## PROBLEM TO SOLVE
Read through the data and report every line in which the word "mouth" occurs.

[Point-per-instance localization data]
___
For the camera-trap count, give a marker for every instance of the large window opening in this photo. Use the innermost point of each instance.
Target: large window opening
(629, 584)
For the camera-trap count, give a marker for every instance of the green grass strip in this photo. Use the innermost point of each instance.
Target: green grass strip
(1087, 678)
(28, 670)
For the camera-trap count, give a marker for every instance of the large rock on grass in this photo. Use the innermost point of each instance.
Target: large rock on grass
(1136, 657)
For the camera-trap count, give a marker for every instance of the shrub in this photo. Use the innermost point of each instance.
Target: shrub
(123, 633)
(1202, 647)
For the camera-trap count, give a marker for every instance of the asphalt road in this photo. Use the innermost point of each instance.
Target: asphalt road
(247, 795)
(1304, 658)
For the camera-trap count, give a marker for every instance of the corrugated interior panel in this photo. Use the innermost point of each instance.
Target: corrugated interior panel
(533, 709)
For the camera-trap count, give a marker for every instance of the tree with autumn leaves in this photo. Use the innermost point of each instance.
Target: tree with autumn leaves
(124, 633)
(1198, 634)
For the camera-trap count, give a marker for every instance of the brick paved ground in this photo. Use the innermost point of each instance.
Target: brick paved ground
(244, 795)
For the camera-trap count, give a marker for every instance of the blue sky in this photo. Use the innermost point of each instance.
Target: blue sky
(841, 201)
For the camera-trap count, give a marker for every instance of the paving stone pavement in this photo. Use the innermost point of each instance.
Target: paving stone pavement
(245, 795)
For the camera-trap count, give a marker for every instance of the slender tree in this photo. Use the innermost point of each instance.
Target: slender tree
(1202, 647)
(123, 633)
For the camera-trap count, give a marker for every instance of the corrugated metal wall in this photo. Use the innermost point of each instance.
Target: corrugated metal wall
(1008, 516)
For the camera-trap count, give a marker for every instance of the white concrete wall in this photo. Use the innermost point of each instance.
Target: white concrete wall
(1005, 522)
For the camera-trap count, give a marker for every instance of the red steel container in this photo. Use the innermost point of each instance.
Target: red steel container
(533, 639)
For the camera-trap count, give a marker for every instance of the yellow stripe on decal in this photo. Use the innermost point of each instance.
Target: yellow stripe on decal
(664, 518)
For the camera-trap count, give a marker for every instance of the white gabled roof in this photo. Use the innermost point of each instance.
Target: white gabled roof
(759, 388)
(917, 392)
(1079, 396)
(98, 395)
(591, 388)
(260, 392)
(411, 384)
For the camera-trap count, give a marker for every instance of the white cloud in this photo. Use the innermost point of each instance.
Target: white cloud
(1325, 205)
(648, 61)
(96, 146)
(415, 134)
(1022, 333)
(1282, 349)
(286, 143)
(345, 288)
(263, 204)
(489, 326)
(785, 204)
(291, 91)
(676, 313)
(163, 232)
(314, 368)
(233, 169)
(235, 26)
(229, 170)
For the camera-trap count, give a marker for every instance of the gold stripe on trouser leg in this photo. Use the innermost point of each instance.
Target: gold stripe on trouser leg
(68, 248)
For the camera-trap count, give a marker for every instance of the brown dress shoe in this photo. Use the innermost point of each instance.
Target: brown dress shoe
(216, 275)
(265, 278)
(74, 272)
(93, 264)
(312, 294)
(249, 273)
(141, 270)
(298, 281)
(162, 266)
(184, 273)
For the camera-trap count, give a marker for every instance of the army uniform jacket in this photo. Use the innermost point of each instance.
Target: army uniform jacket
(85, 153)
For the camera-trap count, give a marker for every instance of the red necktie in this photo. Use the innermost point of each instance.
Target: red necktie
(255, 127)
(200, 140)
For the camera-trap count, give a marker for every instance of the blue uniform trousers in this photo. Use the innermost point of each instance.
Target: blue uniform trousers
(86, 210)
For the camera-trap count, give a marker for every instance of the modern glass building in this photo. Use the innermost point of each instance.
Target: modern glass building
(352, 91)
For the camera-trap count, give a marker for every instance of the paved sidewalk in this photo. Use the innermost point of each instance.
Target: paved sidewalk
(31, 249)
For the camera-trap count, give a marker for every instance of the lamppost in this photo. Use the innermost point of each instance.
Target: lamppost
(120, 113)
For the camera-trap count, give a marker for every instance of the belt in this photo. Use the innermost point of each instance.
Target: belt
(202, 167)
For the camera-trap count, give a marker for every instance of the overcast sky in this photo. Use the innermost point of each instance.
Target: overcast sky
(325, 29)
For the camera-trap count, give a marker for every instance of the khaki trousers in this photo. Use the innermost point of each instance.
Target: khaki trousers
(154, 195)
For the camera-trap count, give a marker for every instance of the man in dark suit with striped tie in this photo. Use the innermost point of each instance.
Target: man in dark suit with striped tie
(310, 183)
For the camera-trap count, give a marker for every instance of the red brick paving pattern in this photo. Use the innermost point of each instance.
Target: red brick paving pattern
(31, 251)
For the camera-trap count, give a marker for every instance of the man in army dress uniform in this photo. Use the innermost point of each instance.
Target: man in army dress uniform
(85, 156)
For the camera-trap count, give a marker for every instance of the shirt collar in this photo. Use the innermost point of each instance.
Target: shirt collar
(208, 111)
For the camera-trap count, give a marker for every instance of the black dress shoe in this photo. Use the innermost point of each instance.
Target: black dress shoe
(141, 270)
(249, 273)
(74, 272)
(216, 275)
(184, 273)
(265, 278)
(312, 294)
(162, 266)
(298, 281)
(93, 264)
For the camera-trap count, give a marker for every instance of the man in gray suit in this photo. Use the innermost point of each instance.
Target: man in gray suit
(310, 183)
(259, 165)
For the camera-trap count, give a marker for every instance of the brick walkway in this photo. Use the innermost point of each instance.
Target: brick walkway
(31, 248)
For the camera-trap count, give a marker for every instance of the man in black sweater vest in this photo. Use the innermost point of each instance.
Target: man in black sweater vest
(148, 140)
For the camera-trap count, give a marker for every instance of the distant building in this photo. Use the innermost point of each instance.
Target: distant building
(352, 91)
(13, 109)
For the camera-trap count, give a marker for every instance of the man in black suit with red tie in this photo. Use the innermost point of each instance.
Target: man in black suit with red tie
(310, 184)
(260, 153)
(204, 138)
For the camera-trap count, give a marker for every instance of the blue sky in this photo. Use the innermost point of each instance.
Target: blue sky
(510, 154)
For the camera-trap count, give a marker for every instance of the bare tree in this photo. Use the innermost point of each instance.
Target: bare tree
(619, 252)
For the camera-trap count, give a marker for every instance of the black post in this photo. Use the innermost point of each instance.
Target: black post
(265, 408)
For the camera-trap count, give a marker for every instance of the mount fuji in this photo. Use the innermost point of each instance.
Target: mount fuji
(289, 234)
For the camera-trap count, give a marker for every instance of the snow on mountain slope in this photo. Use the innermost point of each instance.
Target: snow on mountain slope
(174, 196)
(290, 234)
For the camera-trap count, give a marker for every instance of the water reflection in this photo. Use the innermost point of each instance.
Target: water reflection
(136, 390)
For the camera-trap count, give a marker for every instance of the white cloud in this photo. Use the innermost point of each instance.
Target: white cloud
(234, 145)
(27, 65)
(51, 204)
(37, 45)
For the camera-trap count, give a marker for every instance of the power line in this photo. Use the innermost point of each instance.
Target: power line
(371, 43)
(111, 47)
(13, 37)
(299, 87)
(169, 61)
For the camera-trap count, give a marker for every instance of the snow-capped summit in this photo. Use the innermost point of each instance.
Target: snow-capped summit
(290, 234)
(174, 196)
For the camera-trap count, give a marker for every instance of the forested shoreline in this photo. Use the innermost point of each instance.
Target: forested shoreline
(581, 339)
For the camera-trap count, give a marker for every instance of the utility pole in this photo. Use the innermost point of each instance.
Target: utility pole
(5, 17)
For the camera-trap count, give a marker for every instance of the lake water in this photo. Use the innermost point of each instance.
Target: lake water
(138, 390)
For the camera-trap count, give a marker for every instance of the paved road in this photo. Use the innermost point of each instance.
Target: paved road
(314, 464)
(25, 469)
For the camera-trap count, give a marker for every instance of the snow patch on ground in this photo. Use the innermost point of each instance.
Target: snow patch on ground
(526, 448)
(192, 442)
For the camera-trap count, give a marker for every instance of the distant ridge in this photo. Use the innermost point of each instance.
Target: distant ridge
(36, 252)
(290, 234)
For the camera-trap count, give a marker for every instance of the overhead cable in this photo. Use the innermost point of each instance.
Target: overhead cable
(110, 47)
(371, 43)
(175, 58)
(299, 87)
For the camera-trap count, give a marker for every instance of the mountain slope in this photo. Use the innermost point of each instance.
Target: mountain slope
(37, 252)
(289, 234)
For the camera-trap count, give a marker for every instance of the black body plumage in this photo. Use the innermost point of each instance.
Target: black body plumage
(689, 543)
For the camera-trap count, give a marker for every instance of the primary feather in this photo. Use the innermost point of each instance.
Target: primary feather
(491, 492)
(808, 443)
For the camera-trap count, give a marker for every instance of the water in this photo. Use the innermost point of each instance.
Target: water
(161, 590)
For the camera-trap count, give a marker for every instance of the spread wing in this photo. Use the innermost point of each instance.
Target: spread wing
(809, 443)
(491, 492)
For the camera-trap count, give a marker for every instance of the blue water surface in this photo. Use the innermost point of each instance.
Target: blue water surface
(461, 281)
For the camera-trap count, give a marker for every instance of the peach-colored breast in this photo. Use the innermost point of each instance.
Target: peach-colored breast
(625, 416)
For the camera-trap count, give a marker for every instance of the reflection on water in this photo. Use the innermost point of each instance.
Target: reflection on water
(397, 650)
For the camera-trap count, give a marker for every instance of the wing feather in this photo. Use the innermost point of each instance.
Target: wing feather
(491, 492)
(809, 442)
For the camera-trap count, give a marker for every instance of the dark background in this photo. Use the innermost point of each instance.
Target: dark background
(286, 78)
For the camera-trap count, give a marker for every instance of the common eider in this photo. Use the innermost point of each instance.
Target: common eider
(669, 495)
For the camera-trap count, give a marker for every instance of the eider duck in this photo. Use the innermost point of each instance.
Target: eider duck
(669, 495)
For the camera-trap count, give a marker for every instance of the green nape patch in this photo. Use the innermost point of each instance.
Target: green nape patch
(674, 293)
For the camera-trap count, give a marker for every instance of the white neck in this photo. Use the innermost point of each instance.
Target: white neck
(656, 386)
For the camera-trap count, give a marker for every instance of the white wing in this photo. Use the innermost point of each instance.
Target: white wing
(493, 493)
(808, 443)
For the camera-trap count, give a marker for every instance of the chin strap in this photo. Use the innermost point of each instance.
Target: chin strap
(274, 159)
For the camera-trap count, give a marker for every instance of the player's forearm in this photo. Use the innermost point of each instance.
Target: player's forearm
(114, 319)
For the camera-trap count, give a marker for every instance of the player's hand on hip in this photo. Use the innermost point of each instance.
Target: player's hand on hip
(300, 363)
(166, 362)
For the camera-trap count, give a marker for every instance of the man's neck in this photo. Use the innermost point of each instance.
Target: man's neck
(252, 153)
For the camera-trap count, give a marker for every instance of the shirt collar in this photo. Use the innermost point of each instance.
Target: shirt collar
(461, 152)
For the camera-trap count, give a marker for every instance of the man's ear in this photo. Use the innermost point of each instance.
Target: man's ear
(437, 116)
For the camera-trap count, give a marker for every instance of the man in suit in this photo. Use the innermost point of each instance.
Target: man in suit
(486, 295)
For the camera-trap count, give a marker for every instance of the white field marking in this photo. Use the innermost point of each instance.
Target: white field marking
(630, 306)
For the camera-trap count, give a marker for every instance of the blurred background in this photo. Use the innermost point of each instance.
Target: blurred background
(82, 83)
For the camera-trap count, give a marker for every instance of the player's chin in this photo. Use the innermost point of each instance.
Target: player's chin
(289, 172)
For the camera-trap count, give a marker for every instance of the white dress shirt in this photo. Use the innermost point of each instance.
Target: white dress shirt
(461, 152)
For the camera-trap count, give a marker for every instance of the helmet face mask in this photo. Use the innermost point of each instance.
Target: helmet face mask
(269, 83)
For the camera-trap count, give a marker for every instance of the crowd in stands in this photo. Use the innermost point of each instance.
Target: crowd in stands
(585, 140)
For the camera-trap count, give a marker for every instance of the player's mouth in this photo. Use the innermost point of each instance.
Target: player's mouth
___
## EXERCISE OUTPUT
For the camera-trap count, give a marker for every instance of the player's mouth in this photo. Use the innermost point of each instance.
Target: player's mouth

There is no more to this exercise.